» **Given instruction A**:
From the passage on the origins of the Arabic alphabet below, set down word for word everything from "Now Arabic letters" down to "PERSIAN SENTENCE.".

» **Text provided**:
——

Now Arabic letters and Hebrew, too, if you try to trace them back to Phœnician, are found to have passed through the hands of a people who occupied the high lands of Asia Minor, where the two great "rivers of Babylon," the Euphrates and the Tigris, begin to run their course. This land was called Aram and the ancient language spoken there, the Aramaic. Between Phœnician and Aramaic the connection is close. The Aramaic took the place of the Phœnician language, when the Phœnicians were edged out of Palestine westward over the Mediterranean. So we see that Arabic, which looks so strange and is so elegant and fantastic when embroidered on banners or traced on tiles or written on the beautiful mulberry-leaf paper of the Orient, really uses, in the main, the same alphabet that looks so plain and simple on the page you are reading!
PERSIAN SENTENCE.

——

» **Given instruction B**:
Extract every line of the records below without any changes, leaving the pictures out.

——

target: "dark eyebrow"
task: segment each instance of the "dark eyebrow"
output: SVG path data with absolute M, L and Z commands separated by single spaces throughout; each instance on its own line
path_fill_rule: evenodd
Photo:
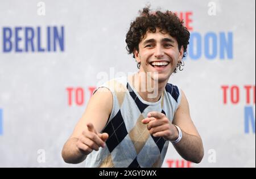
M 143 45 L 145 45 L 146 44 L 147 44 L 148 43 L 151 43 L 151 42 L 155 42 L 155 39 L 148 39 L 143 42 Z
M 174 43 L 174 40 L 173 40 L 171 39 L 169 39 L 169 38 L 164 38 L 161 41 L 163 42 L 171 42 L 171 43 Z M 148 39 L 146 41 L 145 41 L 143 42 L 143 45 L 145 45 L 146 44 L 148 44 L 148 43 L 151 43 L 151 42 L 155 42 L 155 40 L 154 39 Z
M 162 42 L 167 42 L 174 43 L 174 40 L 173 40 L 171 39 L 169 39 L 169 38 L 164 38 L 161 41 L 162 41 Z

——

» **Written response A**:
Now Arabic letters and Hebrew, too, if you try to trace them back to Phœnician, are found to have passed through the hands of a people who occupied the high lands of Asia Minor, where the two great "rivers of Babylon," the Euphrates and the Tigris, begin to run their course. This land was called Aram and the ancient language spoken there, the Aramaic. Between Phœnician and Aramaic the connection is close. The Aramaic took the place of the Phœnician language, when the Phœnicians were edged out of Palestine westward over the Mediterranean. So we see that Arabic, which looks so strange and is so elegant and fantastic when embroidered on banners or traced on tiles or written on the beautiful mulberry-leaf paper of the Orient, really uses, in the main, the same alphabet that looks so plain and simple on the page you are reading!
PERSIAN SENTENCE.

» **Written response B**:
target: "dark eyebrow"
task: segment each instance of the "dark eyebrow"
output: SVG path data with absolute M, L and Z commands separated by single spaces throughout; each instance on its own line
path_fill_rule: evenodd
Photo:
M 143 45 L 145 45 L 146 44 L 147 44 L 148 43 L 151 43 L 151 42 L 155 42 L 155 39 L 148 39 L 143 42 Z
M 174 43 L 174 40 L 173 40 L 171 39 L 169 39 L 169 38 L 164 38 L 161 41 L 163 42 L 171 42 L 171 43 Z M 148 39 L 146 41 L 145 41 L 143 42 L 143 45 L 145 45 L 146 44 L 148 44 L 148 43 L 151 43 L 151 42 L 155 42 L 155 40 L 154 39 Z
M 162 42 L 167 42 L 174 43 L 174 40 L 173 40 L 171 39 L 169 39 L 169 38 L 164 38 L 161 41 L 162 41 Z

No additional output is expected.